List every line in the data file below that contains the word "rear", copying each one in full.

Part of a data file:
###
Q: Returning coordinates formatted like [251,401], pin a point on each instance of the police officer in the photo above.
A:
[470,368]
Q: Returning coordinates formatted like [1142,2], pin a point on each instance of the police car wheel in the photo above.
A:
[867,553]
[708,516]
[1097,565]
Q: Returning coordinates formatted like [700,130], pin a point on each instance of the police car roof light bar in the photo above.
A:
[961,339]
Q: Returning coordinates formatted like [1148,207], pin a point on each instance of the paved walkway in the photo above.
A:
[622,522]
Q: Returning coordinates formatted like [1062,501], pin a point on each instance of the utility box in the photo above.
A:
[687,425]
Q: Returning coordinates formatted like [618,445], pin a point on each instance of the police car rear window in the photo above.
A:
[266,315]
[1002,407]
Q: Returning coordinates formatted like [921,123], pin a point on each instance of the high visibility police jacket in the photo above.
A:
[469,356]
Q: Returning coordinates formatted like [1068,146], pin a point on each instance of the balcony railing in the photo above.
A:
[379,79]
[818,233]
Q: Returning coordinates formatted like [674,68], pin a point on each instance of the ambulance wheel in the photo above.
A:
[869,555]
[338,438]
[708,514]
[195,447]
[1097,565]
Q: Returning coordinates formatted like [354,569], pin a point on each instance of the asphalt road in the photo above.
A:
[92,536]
###
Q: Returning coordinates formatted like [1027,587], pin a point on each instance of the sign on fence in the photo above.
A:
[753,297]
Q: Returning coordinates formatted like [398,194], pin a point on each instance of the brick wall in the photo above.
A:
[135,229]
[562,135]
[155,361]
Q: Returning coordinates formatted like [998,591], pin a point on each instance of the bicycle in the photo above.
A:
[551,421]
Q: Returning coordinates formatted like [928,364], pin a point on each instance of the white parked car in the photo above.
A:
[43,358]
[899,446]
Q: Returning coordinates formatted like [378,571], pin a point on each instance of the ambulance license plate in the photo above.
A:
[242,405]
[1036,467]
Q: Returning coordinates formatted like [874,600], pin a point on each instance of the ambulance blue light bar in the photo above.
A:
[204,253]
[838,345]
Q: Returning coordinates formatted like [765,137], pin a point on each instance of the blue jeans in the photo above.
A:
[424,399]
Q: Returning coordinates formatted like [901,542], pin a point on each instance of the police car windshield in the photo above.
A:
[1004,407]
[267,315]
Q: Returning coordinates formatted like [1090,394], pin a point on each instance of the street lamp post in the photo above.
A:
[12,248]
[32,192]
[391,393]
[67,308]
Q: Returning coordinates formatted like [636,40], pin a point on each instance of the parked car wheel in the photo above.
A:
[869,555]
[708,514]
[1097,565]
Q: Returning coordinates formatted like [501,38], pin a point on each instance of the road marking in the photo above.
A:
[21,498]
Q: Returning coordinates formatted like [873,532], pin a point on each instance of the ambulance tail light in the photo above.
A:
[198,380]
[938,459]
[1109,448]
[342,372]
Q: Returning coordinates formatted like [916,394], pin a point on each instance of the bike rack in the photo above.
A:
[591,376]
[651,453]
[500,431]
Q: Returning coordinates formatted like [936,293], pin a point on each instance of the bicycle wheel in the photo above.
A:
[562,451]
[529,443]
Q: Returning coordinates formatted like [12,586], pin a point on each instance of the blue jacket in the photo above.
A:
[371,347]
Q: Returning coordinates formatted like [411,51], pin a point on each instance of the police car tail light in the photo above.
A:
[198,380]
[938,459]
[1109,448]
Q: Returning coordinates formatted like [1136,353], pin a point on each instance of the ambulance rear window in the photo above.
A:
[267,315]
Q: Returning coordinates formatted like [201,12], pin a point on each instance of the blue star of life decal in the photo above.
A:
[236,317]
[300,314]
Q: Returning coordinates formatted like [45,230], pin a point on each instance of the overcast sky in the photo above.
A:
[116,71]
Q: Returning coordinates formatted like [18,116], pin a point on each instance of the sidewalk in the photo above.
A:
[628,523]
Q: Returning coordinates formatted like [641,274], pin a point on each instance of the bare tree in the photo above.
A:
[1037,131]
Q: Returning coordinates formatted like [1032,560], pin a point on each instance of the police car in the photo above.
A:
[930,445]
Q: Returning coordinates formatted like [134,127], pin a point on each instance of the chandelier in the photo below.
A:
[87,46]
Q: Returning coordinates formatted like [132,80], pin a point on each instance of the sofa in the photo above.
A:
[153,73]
###
REPLY TO THE EXERCISE:
Q: Returning coordinates formatted like [618,445], pin a point on each instance of the police car rear window in the photo above.
Q: Returning coordinates formatted like [1136,353], pin a point on each instance of the ambulance rear window in the photo above.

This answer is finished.